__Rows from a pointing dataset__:

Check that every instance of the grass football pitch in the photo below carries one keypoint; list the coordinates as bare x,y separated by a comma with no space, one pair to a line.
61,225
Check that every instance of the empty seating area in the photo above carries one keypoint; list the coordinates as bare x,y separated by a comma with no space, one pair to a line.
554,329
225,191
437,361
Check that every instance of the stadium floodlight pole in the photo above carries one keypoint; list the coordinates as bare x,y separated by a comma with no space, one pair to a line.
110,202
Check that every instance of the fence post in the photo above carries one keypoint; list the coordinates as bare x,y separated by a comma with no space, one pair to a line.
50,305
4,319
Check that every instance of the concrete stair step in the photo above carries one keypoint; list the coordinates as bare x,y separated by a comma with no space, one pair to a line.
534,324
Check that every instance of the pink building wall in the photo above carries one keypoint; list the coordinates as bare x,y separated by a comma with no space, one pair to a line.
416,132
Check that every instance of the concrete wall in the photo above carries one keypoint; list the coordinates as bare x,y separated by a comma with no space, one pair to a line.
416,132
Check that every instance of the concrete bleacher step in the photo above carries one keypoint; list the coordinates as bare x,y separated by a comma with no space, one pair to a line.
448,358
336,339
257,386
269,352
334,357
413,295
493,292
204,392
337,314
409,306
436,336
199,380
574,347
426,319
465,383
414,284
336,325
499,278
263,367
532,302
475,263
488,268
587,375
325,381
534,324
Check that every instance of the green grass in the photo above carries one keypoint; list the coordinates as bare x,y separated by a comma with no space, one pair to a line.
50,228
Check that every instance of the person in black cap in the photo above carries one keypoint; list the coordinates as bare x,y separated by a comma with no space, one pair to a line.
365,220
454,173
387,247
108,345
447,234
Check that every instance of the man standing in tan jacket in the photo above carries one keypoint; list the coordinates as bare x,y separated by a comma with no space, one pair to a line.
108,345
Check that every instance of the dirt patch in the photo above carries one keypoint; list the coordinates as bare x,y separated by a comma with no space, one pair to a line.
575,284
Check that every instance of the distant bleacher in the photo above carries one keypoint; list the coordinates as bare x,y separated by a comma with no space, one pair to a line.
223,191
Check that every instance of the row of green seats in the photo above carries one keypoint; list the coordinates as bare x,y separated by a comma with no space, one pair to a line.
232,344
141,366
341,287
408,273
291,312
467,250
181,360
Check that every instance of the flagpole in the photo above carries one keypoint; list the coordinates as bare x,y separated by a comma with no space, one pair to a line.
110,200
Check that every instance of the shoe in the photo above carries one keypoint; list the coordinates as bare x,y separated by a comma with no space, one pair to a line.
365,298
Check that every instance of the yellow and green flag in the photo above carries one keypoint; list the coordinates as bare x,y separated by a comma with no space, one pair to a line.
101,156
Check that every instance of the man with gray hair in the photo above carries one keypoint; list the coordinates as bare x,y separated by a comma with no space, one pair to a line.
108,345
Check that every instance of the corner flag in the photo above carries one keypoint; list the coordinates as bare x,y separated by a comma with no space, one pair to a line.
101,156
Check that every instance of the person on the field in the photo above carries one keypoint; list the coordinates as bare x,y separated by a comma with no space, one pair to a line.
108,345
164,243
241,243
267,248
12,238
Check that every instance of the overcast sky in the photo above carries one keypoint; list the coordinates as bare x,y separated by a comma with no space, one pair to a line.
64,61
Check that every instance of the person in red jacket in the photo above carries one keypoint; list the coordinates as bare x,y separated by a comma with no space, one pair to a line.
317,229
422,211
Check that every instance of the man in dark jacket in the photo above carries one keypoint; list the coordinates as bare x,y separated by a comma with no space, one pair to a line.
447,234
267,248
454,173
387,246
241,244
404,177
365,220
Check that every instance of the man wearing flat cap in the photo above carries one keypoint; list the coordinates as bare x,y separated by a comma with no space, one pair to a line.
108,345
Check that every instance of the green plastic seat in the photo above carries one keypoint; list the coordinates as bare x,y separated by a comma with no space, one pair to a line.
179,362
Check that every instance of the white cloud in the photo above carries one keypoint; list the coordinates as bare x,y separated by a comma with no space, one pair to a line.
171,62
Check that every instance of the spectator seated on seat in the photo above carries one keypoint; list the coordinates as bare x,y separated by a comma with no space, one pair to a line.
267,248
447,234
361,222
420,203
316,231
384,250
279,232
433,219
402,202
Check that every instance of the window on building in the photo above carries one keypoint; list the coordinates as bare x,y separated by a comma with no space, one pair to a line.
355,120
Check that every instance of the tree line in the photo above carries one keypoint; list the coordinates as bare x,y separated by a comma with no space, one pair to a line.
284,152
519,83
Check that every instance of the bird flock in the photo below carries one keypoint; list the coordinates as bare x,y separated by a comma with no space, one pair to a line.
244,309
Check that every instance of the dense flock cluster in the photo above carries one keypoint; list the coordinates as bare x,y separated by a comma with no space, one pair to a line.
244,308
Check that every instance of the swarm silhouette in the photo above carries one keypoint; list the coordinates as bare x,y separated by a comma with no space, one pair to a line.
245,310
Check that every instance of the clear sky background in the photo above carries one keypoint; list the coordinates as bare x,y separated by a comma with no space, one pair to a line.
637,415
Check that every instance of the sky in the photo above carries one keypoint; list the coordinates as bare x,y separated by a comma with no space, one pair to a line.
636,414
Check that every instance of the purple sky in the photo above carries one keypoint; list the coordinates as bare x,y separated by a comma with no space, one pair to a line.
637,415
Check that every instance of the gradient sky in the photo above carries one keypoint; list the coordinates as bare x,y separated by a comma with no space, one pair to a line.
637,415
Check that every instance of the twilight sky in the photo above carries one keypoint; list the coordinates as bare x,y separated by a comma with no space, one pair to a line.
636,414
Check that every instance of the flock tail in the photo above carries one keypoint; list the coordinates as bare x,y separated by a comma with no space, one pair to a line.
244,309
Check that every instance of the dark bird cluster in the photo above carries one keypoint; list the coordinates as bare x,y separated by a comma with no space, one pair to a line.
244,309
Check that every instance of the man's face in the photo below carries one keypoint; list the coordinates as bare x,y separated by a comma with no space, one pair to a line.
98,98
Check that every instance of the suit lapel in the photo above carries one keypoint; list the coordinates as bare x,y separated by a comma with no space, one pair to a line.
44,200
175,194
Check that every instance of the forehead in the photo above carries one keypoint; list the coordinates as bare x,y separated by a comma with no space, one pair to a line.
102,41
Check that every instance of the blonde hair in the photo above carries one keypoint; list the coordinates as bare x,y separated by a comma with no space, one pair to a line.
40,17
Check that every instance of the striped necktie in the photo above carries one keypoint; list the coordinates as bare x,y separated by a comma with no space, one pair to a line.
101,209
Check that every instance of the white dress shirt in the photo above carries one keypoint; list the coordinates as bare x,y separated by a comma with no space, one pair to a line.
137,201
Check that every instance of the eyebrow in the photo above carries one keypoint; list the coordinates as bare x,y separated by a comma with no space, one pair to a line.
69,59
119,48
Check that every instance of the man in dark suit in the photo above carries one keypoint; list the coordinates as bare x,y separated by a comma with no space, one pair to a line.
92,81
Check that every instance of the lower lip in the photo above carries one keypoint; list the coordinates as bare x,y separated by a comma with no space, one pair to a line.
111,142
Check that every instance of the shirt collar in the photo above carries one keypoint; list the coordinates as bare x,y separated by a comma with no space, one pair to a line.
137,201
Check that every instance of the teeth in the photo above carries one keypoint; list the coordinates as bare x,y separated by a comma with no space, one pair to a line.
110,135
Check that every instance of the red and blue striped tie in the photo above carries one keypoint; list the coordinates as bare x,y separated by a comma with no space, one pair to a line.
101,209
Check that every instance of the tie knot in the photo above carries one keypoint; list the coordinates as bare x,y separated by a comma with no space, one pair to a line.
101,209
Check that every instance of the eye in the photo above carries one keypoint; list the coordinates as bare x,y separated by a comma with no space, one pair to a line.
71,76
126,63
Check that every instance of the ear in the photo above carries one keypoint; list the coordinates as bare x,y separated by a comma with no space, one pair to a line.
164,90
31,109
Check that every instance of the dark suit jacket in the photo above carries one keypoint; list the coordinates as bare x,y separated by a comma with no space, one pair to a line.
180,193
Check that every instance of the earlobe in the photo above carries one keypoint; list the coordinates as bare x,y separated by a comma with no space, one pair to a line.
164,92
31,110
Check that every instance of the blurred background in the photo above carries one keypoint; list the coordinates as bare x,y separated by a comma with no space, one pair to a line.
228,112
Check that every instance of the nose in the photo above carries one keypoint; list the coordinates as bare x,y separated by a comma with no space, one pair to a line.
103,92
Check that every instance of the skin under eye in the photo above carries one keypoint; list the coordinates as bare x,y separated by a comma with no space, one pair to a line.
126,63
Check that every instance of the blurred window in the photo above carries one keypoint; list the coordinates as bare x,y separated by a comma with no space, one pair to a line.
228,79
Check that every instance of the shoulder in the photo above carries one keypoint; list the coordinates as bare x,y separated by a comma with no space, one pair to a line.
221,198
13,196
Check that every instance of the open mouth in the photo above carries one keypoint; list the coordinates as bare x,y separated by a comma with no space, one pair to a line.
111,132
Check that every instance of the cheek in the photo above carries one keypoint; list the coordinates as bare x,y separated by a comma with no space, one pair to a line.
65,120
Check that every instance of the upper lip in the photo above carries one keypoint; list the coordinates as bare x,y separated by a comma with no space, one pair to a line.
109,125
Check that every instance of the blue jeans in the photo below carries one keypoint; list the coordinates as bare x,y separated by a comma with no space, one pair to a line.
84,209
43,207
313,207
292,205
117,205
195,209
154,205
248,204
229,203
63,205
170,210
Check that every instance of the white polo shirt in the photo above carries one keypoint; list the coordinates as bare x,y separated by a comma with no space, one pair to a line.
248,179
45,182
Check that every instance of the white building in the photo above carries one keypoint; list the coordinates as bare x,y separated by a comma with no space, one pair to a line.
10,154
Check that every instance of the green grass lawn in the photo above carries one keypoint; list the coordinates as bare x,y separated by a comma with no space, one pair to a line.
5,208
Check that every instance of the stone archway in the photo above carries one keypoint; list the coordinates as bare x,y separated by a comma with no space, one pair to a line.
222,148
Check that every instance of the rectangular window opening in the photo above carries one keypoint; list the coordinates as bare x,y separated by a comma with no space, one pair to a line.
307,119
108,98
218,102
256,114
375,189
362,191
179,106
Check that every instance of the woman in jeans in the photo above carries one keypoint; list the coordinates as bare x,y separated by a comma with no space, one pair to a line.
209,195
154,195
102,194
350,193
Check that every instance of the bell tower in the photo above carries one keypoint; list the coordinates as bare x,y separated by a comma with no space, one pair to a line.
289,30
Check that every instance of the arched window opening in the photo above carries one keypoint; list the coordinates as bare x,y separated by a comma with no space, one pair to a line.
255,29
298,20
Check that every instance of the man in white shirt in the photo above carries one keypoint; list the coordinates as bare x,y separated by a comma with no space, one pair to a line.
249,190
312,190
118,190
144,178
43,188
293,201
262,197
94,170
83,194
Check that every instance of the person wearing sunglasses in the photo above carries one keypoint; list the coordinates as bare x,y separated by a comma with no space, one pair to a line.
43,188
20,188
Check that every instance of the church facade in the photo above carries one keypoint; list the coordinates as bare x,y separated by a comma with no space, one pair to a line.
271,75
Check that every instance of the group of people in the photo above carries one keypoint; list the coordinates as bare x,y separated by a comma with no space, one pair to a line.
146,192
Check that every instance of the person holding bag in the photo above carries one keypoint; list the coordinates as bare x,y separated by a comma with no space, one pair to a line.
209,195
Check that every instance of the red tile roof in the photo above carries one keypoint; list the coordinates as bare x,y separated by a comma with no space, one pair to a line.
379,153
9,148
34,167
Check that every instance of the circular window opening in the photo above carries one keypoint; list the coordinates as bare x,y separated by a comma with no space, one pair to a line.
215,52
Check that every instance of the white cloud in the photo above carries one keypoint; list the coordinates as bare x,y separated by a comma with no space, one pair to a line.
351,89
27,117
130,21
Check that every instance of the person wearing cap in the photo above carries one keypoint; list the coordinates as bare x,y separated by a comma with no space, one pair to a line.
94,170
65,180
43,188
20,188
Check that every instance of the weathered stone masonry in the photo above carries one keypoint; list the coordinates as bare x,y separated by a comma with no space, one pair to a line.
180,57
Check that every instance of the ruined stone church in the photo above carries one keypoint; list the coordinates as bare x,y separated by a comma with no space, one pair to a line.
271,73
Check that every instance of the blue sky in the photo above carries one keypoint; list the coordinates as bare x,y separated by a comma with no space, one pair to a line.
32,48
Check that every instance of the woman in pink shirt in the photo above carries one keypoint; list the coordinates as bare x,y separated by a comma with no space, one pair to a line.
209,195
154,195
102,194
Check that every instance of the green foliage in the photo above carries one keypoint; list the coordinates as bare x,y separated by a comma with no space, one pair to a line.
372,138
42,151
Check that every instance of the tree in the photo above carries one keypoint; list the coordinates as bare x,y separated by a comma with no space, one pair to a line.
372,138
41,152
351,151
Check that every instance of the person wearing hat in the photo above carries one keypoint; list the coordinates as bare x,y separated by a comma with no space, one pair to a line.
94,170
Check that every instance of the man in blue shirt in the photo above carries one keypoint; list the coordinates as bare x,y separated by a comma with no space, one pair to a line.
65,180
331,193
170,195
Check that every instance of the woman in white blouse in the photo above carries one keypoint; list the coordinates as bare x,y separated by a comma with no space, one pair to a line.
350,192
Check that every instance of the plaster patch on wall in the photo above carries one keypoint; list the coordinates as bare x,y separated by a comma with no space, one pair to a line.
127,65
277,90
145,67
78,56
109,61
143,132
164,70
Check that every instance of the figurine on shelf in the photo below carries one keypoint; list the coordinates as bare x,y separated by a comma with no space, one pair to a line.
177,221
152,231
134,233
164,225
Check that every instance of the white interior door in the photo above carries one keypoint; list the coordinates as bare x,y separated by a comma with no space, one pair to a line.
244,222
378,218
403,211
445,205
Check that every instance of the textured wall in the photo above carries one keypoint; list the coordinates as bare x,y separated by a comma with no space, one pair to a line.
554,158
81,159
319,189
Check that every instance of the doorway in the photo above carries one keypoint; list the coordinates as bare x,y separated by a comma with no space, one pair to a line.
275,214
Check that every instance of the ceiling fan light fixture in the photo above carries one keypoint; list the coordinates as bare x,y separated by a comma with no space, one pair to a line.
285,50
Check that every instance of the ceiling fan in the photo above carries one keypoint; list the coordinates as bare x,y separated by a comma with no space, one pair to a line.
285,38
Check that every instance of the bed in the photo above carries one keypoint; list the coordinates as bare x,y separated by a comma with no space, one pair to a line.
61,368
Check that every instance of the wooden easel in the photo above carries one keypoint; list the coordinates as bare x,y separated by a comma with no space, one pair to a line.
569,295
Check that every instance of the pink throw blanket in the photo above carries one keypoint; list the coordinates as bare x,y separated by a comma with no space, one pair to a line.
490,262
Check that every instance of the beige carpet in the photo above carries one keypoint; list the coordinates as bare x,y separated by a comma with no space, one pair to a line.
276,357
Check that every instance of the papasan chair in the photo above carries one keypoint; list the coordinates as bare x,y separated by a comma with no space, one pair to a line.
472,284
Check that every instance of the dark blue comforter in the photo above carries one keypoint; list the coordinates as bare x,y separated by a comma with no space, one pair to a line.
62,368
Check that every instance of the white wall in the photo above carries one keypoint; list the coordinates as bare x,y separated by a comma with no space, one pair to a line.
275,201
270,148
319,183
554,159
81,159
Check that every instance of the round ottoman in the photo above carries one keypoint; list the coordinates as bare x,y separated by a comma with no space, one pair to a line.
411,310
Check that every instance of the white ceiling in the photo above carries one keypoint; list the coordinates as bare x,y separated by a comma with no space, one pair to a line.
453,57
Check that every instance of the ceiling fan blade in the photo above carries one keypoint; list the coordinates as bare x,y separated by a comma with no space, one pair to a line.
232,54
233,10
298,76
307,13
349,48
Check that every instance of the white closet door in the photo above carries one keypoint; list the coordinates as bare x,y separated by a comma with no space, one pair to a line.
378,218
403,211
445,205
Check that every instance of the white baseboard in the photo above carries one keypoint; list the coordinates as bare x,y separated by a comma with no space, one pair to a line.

__Requirements__: Starting with the line that contains "Check that every instance of the ceiling fan blade", repeat each line through the last one exactly as it appears. Include both ends and nothing more.

__Written reply__:
Check that every instance of the ceiling fan blade in the photo above carries one keypoint; list the coordinates as bare x,y separated by a comma with no space, one pair to a line.
232,54
233,10
298,76
307,13
349,48
Check that every instance of the white closet door in the photo above carries one keypoint; list the coordinates as bare x,y separated by a comma with no space, one pair to a line.
378,218
403,211
445,205
Check that every instance of the white baseboard in the photo above carries one keypoint; list the coordinates as bare x,y separated by a comma with no space, one pair to a line.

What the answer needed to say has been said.